#### Exercise aim
Copy out every line of the entries below, including the requests, and increase each x and y coordinate in the answers by 122.

#### Entries supplied

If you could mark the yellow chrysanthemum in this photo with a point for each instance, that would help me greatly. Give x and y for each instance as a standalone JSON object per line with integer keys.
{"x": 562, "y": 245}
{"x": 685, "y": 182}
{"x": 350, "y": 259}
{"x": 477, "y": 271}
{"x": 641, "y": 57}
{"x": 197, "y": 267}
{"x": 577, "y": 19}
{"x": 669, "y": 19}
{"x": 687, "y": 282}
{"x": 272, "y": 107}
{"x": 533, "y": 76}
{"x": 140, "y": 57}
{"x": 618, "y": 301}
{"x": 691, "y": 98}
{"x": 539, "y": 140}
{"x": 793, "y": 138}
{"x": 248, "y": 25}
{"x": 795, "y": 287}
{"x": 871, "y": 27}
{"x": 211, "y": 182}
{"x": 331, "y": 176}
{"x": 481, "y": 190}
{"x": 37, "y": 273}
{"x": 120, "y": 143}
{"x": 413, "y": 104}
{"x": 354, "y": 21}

#### Reply
If you could mark the yellow chrysanthemum in this photo with a point for each instance, that would help me greatly. Give x and y for each instance as a standalone JSON object per line with integer keys.
{"x": 684, "y": 367}
{"x": 807, "y": 304}
{"x": 472, "y": 381}
{"x": 599, "y": 393}
{"x": 763, "y": 179}
{"x": 319, "y": 389}
{"x": 699, "y": 141}
{"x": 791, "y": 141}
{"x": 809, "y": 404}
{"x": 394, "y": 229}
{"x": 655, "y": 198}
{"x": 262, "y": 179}
{"x": 740, "y": 423}
{"x": 813, "y": 220}
{"x": 661, "y": 262}
{"x": 915, "y": 260}
{"x": 370, "y": 147}
{"x": 917, "y": 409}
{"x": 993, "y": 149}
{"x": 333, "y": 304}
{"x": 453, "y": 298}
{"x": 603, "y": 312}
{"x": 159, "y": 395}
{"x": 242, "y": 265}
{"x": 535, "y": 226}
{"x": 476, "y": 143}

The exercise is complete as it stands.